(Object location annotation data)
-------
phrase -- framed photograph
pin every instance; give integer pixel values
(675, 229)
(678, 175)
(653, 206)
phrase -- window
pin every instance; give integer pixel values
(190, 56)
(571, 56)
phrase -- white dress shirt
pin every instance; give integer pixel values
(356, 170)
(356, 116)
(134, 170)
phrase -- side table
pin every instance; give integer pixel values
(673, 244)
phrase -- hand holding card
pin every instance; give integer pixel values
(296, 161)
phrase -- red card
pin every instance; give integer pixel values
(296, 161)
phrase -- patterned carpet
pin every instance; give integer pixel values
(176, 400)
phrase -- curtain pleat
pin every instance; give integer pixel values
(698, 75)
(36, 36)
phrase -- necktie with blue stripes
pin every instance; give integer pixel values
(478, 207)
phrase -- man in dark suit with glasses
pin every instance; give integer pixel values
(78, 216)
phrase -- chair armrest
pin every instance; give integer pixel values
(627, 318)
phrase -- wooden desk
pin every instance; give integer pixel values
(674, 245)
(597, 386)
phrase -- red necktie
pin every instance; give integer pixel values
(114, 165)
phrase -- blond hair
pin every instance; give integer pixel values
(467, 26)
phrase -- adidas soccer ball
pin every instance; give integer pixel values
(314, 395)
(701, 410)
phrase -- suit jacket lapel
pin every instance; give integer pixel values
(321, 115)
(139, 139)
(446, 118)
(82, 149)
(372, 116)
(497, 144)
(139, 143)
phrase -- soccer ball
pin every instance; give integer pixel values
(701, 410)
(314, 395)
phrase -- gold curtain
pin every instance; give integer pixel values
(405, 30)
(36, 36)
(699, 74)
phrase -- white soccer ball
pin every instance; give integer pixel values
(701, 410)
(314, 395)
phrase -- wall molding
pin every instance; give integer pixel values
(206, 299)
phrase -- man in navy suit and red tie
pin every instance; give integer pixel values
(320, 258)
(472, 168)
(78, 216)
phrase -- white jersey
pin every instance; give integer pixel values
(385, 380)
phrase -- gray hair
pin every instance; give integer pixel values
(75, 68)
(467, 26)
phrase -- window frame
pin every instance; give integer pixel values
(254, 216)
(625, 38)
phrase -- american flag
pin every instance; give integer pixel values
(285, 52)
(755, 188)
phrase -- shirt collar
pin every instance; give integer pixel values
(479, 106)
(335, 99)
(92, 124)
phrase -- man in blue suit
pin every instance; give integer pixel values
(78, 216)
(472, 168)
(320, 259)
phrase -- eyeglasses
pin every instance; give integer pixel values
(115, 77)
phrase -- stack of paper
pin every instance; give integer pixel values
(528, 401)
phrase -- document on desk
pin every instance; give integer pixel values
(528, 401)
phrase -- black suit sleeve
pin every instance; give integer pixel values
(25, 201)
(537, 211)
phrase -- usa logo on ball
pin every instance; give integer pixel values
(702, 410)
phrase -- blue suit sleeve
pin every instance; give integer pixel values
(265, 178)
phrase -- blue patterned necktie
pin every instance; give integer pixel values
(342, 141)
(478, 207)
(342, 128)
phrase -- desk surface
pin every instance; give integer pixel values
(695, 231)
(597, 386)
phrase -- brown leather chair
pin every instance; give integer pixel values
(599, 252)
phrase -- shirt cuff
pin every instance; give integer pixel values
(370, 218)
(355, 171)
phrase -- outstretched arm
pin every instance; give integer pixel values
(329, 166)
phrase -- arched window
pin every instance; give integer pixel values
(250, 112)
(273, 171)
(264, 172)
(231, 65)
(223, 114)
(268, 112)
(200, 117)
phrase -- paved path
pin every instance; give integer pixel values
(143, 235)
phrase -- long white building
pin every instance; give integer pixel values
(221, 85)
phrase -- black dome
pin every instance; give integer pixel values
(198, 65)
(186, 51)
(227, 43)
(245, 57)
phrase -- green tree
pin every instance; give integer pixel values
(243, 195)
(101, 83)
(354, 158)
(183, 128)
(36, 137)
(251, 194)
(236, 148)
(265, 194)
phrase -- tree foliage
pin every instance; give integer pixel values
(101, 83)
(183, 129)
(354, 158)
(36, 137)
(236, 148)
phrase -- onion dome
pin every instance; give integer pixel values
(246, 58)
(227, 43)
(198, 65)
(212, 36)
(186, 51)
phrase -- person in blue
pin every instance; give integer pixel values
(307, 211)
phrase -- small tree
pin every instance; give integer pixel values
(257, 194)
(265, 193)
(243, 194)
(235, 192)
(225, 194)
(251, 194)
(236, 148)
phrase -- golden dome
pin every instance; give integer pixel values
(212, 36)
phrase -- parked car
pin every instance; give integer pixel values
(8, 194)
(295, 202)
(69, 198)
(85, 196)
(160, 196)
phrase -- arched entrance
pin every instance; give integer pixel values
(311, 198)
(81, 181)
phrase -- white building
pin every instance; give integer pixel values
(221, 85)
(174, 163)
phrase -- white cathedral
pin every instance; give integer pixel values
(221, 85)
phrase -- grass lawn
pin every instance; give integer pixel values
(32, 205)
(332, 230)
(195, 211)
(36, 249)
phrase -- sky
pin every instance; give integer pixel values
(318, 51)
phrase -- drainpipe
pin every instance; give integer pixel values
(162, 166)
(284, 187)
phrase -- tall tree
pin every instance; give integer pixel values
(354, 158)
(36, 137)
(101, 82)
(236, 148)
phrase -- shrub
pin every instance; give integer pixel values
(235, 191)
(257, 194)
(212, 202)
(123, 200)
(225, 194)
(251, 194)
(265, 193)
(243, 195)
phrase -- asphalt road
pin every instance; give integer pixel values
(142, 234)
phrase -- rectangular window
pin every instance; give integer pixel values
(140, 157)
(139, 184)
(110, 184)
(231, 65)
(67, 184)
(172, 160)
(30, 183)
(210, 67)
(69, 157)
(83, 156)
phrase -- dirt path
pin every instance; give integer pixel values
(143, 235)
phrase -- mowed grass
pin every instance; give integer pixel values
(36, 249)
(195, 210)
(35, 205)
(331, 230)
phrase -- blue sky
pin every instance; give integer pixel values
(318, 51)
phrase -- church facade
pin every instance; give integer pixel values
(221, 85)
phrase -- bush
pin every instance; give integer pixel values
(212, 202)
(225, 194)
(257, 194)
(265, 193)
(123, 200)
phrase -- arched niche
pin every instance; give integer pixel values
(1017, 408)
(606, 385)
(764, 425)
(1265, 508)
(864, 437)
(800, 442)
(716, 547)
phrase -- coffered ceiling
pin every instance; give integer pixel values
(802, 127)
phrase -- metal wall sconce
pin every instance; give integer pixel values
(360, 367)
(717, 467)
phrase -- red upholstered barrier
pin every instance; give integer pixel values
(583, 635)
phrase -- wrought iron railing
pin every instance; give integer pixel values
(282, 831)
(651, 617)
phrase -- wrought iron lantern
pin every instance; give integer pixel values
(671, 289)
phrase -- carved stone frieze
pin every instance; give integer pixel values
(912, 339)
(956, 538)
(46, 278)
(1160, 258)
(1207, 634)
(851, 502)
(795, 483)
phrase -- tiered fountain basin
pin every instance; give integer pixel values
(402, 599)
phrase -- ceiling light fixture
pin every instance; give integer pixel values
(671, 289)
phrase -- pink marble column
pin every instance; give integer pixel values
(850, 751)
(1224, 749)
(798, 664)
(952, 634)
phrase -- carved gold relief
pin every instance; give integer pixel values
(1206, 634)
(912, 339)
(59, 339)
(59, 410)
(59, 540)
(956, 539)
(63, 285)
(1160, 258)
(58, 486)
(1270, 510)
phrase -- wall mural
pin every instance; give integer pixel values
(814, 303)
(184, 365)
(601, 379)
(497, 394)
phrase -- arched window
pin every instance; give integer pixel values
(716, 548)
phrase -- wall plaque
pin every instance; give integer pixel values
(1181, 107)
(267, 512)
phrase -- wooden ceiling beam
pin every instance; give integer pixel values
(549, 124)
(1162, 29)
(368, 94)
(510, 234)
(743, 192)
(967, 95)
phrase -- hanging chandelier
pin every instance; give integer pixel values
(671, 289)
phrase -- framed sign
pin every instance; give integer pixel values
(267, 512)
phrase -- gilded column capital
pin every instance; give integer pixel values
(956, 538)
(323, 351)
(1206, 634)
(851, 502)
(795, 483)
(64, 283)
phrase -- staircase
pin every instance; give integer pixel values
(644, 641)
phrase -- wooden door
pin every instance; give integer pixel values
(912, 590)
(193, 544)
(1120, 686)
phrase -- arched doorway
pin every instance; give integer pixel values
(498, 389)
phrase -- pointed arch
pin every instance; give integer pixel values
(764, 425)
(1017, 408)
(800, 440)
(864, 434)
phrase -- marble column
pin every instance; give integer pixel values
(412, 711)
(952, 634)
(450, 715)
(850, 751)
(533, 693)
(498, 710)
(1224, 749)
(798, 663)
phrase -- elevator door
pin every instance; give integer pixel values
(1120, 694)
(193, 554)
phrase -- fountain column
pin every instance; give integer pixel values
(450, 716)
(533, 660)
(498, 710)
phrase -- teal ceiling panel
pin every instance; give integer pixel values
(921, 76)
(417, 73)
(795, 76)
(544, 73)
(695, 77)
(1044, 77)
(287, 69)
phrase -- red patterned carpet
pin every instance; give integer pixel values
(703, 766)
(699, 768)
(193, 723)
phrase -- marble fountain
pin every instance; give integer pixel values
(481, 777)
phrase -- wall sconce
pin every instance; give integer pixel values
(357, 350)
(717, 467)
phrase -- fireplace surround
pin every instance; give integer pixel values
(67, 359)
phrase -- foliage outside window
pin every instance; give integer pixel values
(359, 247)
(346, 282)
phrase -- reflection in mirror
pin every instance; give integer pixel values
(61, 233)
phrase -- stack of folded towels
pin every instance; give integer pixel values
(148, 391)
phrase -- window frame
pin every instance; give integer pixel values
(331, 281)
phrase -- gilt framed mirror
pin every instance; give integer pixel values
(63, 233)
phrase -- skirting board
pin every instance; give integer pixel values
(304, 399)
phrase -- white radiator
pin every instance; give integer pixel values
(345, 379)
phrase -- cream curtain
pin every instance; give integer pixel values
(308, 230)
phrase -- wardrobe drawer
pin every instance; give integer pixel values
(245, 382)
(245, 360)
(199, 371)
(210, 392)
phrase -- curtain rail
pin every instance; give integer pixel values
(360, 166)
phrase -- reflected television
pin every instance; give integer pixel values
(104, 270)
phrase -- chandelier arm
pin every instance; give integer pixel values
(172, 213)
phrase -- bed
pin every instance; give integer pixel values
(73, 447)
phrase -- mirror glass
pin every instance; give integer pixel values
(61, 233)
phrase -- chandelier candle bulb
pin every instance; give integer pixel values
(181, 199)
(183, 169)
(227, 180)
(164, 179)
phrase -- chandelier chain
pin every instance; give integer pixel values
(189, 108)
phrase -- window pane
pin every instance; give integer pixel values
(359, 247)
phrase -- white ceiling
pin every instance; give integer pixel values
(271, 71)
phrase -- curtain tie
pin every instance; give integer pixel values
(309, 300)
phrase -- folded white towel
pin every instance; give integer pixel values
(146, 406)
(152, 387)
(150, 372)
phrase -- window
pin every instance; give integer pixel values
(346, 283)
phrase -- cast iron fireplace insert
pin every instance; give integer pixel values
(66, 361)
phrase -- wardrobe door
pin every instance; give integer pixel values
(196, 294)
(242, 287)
-------
WHAT YOU WILL DO: Rewrite everything from the line containing "phrase -- mirror glass" down to the end of the records, putting "light fixture" wherever "chandelier" appears and keeping all else unchanged.

ANSWER IN FULL:
phrase -- mirror glass
pin every instance; give integer pixel values
(61, 233)
phrase -- light fixture candle bulb
pin every instance; give integer pixel values
(181, 199)
(183, 169)
(227, 180)
(164, 179)
phrase -- light fixture chain
pin every instance; give integer pixel values
(189, 108)
phrase -- window pane
pin every instance; give integer pixel values
(359, 247)
phrase -- white ceiling
pin every instance; give integer pixel values
(271, 71)
phrase -- curtain tie
pin every instance; give integer pixel values
(309, 300)
phrase -- folded white towel
pin every instance; give integer pixel values
(146, 406)
(152, 387)
(150, 372)
phrase -- window
pin every instance; give integer pixel values
(346, 283)
phrase -- cast iron fireplace insert
pin every instance; give integer pixel values
(66, 361)
phrase -- wardrobe door
pin every instance; give integer pixel values
(196, 294)
(242, 287)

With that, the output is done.